● **Work request**
Find the line containing "Find window frame." in the listing below. Repeat it exactly, along with each following line up to and including the one containing "Find yellow building".

== Working data

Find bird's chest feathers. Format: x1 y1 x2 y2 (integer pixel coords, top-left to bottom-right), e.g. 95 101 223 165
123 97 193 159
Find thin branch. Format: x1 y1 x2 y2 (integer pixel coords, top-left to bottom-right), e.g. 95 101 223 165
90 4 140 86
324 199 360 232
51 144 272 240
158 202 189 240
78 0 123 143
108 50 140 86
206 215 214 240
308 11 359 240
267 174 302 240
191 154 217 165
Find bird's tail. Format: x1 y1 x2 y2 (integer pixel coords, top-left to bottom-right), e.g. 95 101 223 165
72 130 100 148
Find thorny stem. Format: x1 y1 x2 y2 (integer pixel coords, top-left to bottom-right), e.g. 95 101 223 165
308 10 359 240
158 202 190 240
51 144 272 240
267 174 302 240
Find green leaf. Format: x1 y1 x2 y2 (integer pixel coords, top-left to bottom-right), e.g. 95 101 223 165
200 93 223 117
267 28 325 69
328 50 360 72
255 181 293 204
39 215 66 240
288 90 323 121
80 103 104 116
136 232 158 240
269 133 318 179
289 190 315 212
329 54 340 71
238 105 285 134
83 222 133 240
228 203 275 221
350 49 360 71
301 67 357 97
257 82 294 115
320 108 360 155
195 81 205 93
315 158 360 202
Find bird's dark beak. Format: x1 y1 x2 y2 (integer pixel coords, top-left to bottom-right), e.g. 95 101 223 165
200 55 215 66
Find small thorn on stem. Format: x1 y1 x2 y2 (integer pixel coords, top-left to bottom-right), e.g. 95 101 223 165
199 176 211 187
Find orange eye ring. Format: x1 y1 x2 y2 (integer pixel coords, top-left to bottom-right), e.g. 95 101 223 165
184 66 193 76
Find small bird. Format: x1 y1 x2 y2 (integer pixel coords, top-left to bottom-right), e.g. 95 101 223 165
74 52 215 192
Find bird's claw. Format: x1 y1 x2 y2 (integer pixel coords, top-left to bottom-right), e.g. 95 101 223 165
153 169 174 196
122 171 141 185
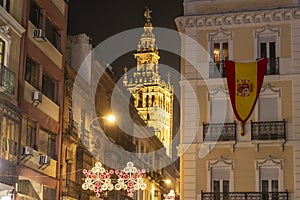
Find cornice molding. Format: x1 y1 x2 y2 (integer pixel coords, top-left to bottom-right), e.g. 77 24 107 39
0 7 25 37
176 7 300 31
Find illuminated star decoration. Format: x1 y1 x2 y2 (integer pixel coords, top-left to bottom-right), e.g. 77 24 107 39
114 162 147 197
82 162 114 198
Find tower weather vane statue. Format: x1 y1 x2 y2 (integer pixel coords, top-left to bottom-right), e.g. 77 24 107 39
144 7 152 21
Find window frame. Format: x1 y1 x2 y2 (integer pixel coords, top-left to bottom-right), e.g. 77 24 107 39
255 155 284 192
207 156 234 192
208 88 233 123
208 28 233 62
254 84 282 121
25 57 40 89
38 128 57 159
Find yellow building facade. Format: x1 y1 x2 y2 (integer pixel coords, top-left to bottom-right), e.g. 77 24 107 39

====
== Working data

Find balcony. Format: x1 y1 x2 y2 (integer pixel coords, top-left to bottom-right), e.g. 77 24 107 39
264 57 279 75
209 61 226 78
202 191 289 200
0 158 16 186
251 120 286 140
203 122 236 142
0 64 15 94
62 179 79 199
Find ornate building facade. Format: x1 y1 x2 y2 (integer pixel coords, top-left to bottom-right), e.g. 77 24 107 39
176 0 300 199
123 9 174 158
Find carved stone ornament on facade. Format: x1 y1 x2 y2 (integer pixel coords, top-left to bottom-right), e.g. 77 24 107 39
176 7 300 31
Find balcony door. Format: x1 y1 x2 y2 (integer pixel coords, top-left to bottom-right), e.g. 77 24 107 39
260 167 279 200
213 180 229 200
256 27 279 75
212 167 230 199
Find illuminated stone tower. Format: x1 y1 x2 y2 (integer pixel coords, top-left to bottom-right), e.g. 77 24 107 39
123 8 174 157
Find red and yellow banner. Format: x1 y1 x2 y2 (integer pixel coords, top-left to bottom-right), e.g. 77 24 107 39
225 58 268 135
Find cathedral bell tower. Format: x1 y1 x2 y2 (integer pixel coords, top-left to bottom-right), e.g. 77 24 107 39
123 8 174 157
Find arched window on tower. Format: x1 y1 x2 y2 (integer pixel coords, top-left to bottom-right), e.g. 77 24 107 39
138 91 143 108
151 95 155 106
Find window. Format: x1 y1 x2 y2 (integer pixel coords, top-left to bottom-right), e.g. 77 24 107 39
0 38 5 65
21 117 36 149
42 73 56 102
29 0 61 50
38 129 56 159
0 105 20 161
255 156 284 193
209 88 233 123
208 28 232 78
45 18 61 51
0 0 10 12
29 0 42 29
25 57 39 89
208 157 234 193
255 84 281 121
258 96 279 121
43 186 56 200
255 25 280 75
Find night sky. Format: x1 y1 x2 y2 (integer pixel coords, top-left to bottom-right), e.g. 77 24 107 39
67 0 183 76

====

● **Task output**
Find window frame. Format: x1 y1 x2 y2 (integer pixel coords, top-left to bottom-right), e.g. 77 24 107 39
255 155 284 192
207 156 234 192
208 88 233 123
208 28 233 62
254 84 282 121
25 57 40 89
38 128 57 159
Find yellow building facade. Format: x1 y1 x2 y2 (integer pixel coords, top-left to bottom-right), e.g. 77 24 107 39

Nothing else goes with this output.